**Exercise**
Transcribe word for word the portion of the Legal Intermediary text between "There’s lots more" and "to do that.", inclusive.

What would a Legal Intermediary do? I think it’s important that the Intermediary’s scope be multi-disciplinary, given that people’s legal needs frequently overlap with other legal and non-legal challenges. So here’s a suggested starter pack of activities; feel free to add others.
General
Diagnose which problems people are facing have a legal dimension and remedy
Inform people of their legal rights and show them pathways to legal solutions
Help people when appearing before boards, tribunals, and some courts
Residential
Review leases and help respond to unlawful changes or rent increases
Help renters advocate for entitled benefits under their lease (e.g., heat, A/C)
Help renters fight eviction notices or similar proceedings from landlords
Financial
Review loan agreements to identify and reduce potential legal risks
Help people negotiate with creditors to ensure their legal rights
Help people obtain government benefits (e.g., social assistance, disability claims)
Personal
Draft and review simple wills and powers of attorney
Provide basic legal document drafting assistance in family law cases
Provide emergency legal assistance for people in situations of actual or potential harm (e.g., domestic violence victims, unhoused individuals, sex workers)
(Yes, some of these activities fall under the definition of “the practice of law.” Leave that aside for the moment — I’ll deal with it more fully in the next issue of the newsletter.)
There’s lots more that could be said about a Legal Intermediary, but I’ll leave it at that for now and invite your comments. I think we need a more user-focused approach to resolving people’s unmet legal needs — one that empowers ordinary people from the ground up, rather than adding legal professionals from the top down. Obviously, every lawyer and legal paraprofessional who wants to help resolve unmet legal needs should be welcomed; but it seems to me the lead role in the process should belong to on-the-ground experts who’ve been there and who would like to do that.
So, do you think the Legal Intermediary is a viable bridge between people with unmet legal needs and finding solutions to those needs? Should this be pursued, or modified, or abandoned? Let me know what you think.

**Dataset excerpts**
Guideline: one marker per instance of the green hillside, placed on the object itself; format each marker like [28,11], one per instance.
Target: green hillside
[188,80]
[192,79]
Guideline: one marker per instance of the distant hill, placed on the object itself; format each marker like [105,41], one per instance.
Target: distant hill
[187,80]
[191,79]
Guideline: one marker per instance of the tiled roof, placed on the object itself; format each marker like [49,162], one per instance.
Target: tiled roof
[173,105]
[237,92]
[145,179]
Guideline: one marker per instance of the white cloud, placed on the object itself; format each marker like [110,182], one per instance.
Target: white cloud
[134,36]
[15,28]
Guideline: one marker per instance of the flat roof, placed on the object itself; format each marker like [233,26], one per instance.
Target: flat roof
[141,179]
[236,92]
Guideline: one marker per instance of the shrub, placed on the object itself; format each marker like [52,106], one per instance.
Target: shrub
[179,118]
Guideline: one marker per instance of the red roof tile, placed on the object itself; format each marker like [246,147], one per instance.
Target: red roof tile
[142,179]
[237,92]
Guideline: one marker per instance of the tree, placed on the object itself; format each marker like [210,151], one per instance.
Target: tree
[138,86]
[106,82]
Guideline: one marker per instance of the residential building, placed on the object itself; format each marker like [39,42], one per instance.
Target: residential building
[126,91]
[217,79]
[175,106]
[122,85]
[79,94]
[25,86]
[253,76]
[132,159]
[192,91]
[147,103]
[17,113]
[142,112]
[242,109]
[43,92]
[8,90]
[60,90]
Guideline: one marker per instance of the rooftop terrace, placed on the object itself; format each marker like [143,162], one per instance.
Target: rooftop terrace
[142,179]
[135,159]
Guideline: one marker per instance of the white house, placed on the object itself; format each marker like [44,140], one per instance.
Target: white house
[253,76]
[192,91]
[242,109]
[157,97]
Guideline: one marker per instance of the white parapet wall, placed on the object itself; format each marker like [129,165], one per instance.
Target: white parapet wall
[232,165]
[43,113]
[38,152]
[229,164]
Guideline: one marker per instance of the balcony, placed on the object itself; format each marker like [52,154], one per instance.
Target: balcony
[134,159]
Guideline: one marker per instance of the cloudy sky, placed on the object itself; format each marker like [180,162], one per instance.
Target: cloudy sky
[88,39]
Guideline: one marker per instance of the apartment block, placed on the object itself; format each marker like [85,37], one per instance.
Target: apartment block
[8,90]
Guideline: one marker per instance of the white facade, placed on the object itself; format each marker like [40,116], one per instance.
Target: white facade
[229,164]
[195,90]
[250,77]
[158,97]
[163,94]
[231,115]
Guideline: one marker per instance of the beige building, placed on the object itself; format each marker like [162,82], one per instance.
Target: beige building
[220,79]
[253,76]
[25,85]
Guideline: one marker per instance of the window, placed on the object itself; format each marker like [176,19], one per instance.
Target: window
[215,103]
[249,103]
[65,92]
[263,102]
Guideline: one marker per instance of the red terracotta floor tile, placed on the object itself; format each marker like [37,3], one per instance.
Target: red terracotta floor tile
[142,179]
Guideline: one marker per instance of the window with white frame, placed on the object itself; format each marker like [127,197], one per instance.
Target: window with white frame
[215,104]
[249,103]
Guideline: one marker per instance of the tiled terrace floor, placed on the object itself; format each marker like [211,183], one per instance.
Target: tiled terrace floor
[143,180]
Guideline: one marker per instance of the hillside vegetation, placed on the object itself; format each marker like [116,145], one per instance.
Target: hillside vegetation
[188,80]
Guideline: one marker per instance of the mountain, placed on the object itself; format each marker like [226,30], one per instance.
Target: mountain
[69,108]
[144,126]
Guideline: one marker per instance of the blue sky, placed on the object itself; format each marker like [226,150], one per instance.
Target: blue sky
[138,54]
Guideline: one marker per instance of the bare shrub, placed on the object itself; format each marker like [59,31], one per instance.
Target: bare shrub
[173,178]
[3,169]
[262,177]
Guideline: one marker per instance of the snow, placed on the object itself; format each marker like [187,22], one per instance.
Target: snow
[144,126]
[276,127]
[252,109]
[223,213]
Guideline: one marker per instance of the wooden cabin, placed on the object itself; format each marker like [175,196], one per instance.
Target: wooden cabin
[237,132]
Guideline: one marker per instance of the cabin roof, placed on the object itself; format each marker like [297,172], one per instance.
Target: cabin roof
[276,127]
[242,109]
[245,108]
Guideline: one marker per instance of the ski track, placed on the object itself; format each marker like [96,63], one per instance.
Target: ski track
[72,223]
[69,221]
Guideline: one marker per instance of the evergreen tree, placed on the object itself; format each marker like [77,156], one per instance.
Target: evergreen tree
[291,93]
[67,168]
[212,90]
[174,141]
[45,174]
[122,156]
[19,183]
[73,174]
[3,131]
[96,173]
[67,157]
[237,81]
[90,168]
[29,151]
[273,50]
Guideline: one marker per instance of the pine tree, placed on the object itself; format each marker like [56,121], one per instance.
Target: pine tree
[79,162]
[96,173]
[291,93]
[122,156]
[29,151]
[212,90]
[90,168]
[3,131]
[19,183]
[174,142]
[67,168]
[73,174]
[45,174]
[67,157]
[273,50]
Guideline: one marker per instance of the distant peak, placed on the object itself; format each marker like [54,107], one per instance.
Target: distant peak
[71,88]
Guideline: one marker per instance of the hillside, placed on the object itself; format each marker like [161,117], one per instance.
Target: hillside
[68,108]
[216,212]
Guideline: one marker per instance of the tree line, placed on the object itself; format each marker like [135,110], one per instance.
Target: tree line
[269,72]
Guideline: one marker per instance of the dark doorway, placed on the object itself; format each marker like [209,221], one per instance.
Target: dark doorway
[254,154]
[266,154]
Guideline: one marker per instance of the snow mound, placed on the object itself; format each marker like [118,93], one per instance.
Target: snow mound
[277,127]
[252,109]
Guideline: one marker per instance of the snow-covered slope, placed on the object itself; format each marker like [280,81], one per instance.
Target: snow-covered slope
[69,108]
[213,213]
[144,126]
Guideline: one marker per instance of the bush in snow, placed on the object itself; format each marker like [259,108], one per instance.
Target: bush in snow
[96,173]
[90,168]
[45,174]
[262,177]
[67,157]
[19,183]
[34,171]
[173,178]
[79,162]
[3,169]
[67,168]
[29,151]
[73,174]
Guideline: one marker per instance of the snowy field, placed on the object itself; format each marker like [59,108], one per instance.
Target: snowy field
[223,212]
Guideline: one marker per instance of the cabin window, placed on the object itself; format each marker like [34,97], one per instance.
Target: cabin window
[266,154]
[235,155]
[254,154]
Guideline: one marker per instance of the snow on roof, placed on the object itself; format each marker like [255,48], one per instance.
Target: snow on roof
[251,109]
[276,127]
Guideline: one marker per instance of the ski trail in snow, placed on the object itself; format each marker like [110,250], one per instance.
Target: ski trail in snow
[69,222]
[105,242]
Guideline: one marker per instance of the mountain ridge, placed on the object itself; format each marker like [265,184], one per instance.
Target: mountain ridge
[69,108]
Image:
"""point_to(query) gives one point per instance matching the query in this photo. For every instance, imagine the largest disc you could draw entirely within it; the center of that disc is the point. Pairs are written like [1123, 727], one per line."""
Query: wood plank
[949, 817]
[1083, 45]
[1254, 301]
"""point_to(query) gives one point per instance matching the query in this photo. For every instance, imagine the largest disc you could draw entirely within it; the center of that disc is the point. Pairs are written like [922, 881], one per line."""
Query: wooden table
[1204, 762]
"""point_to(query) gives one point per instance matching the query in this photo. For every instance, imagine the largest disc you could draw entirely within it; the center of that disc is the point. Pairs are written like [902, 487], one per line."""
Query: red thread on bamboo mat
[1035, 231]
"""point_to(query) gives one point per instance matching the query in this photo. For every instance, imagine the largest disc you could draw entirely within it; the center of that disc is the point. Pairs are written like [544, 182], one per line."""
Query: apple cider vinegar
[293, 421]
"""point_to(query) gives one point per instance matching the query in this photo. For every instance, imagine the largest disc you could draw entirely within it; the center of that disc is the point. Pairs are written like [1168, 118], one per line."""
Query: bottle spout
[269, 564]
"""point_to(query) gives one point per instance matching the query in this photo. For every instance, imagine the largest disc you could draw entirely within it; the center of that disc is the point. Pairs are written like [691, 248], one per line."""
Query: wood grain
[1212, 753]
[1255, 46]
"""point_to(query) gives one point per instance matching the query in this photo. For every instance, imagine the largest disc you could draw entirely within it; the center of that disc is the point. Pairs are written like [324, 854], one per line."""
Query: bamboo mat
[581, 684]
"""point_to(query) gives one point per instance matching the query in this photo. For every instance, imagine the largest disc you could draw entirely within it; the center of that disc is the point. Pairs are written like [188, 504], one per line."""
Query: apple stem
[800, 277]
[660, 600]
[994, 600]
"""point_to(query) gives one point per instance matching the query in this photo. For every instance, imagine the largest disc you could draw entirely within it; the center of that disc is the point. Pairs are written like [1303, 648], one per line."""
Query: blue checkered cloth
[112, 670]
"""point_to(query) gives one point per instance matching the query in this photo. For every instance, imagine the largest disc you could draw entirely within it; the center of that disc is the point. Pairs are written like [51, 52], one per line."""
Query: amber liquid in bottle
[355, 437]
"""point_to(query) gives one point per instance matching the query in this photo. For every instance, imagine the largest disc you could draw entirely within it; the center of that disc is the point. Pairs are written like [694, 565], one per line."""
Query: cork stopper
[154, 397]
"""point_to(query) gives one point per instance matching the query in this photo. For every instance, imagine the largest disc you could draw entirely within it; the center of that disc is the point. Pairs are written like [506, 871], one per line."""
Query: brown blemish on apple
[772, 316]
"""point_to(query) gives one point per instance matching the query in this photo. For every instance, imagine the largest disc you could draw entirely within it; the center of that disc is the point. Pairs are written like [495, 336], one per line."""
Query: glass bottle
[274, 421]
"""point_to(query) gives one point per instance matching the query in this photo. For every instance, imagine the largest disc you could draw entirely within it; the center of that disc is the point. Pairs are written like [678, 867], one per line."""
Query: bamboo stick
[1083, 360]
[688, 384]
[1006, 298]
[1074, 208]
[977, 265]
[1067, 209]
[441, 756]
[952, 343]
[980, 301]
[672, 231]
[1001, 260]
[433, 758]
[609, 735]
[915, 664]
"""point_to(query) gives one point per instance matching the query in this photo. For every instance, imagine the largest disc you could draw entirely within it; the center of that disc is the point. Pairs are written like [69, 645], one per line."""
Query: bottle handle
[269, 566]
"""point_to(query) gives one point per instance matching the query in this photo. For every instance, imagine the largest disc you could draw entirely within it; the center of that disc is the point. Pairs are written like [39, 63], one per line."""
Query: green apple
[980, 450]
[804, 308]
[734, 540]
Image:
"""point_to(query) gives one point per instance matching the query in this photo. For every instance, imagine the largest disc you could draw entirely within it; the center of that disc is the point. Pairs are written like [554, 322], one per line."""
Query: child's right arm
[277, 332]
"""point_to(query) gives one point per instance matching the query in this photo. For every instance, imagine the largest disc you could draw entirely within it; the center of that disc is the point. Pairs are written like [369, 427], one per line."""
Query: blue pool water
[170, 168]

**Solution to the problem**
There’s lots more that could be said about a Legal Intermediary, but I’ll leave it at that for now and invite your comments. I think we need a more user-focused approach to resolving people’s unmet legal needs — one that empowers ordinary people from the ground up, rather than adding legal professionals from the top down. Obviously, every lawyer and legal paraprofessional who wants to help resolve unmet legal needs should be welcomed; but it seems to me the lead role in the process should belong to on-the-ground experts who’ve been there and who would like to do that.